RECORDS FOR THE TASK
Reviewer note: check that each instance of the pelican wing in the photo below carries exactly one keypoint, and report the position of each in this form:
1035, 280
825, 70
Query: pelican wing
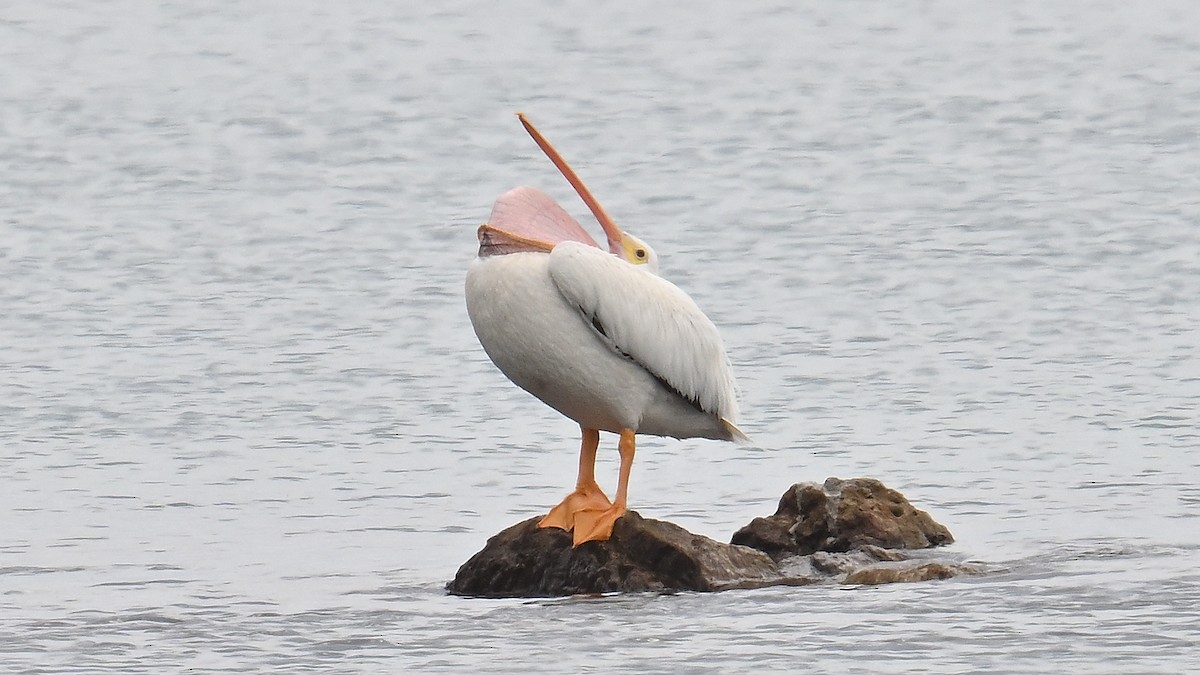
651, 321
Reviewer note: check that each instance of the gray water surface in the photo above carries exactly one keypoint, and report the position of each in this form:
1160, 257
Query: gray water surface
245, 424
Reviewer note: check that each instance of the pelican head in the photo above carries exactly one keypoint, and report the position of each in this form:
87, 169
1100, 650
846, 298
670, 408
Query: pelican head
633, 250
621, 243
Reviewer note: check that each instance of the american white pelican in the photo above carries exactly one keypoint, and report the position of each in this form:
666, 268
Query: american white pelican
599, 338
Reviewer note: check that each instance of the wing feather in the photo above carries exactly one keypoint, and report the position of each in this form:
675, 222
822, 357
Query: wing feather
651, 321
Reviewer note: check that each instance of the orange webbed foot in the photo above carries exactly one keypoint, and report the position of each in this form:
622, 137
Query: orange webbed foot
595, 525
565, 514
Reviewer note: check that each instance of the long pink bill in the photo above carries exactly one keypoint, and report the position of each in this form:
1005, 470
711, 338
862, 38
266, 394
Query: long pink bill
610, 227
526, 219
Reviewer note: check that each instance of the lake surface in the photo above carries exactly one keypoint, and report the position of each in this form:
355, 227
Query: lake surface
245, 424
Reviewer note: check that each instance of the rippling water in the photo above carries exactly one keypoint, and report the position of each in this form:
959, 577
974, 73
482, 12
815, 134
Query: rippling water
246, 425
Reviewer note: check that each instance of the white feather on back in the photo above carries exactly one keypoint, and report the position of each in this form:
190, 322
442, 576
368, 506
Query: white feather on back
649, 320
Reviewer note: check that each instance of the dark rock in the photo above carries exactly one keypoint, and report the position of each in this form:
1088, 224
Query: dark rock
855, 531
642, 555
839, 517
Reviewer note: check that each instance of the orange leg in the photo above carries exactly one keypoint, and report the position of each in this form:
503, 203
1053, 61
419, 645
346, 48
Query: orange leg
595, 525
587, 495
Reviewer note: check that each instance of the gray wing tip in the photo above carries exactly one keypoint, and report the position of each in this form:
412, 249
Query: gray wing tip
735, 434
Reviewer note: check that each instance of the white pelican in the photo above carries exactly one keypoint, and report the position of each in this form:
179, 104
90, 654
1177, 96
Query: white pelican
599, 338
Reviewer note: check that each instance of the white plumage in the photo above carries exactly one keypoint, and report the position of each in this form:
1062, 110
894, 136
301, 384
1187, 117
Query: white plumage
603, 341
595, 335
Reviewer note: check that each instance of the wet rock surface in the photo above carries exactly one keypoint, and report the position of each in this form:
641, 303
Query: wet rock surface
856, 531
642, 555
841, 515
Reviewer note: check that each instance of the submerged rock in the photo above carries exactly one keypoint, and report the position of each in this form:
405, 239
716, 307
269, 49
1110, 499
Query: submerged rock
841, 515
641, 555
856, 531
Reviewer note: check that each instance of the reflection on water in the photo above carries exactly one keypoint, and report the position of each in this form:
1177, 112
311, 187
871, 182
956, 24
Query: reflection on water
246, 424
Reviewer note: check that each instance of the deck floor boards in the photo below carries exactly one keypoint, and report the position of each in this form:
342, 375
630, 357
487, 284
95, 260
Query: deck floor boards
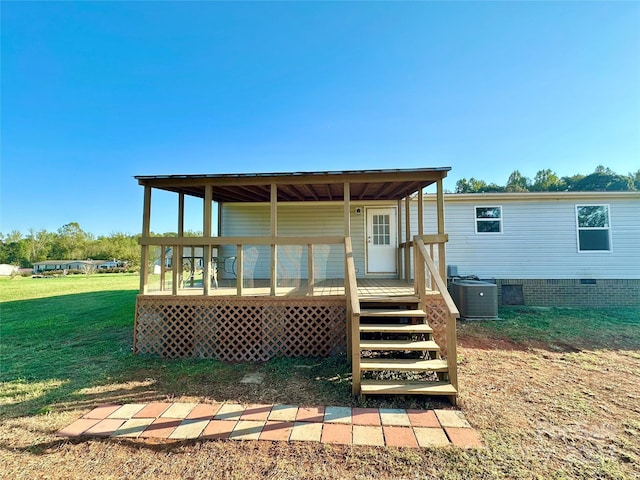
367, 287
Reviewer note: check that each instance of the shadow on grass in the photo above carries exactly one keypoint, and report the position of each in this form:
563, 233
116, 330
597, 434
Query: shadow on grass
567, 330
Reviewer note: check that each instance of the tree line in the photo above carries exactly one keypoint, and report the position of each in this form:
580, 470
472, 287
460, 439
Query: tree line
602, 179
70, 242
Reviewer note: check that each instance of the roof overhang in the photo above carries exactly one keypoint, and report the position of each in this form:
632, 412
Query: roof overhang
301, 186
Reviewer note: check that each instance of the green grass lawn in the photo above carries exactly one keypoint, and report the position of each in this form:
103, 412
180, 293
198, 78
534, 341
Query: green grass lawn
64, 337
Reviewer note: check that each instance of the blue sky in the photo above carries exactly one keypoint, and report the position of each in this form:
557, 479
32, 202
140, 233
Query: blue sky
94, 93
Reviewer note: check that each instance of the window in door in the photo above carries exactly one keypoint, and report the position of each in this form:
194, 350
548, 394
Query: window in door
381, 229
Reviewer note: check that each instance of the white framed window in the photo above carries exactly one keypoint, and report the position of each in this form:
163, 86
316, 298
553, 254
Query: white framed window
593, 228
488, 219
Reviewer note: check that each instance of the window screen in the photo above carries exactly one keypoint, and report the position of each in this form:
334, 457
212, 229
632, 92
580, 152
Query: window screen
381, 230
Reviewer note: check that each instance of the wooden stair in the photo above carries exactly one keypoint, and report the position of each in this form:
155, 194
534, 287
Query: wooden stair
398, 355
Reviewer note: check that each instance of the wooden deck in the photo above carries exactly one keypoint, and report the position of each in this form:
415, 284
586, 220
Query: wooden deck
367, 287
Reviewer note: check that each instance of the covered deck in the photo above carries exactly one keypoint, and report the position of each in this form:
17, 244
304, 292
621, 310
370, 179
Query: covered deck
290, 308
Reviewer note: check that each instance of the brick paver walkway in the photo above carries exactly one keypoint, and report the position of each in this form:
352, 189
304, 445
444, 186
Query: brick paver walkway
288, 423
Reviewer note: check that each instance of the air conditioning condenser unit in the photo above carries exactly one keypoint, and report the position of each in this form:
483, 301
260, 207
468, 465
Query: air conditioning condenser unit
475, 298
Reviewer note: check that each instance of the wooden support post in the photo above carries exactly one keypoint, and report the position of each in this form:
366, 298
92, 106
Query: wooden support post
175, 271
407, 239
442, 264
310, 270
274, 233
239, 270
146, 231
163, 268
347, 210
399, 250
178, 267
346, 200
206, 249
420, 213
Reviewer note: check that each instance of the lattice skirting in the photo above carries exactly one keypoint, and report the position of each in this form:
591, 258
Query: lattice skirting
243, 329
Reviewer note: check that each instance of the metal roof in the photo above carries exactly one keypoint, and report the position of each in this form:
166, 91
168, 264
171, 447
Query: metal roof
391, 184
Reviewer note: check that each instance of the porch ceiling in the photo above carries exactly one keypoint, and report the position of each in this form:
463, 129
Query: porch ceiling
301, 186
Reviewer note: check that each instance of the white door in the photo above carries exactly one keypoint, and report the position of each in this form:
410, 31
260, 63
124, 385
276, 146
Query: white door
381, 240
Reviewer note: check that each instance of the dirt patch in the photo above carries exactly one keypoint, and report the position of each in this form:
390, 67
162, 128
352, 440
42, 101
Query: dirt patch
486, 343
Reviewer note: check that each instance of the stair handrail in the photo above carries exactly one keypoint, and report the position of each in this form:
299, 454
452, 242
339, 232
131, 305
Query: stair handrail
422, 257
353, 315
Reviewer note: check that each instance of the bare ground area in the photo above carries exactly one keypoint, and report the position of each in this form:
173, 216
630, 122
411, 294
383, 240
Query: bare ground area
543, 411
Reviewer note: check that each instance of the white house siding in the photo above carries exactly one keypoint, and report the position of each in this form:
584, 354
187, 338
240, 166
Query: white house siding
297, 219
539, 237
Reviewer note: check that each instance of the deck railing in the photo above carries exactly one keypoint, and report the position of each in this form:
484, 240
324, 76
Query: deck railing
236, 244
427, 276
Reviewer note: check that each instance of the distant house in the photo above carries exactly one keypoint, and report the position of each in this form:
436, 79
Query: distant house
547, 249
55, 265
7, 270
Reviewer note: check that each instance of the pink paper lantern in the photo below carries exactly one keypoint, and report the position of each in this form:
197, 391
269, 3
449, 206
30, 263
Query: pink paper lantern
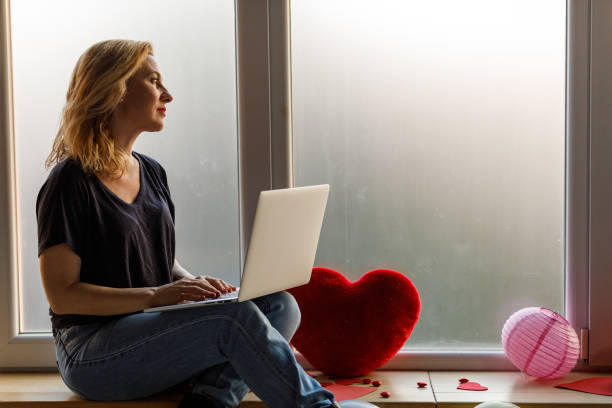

THE PROBLEM
Please state how many lines in the entries above contain the string "reflection". Give only the number.

WRITTEN ANSWER
2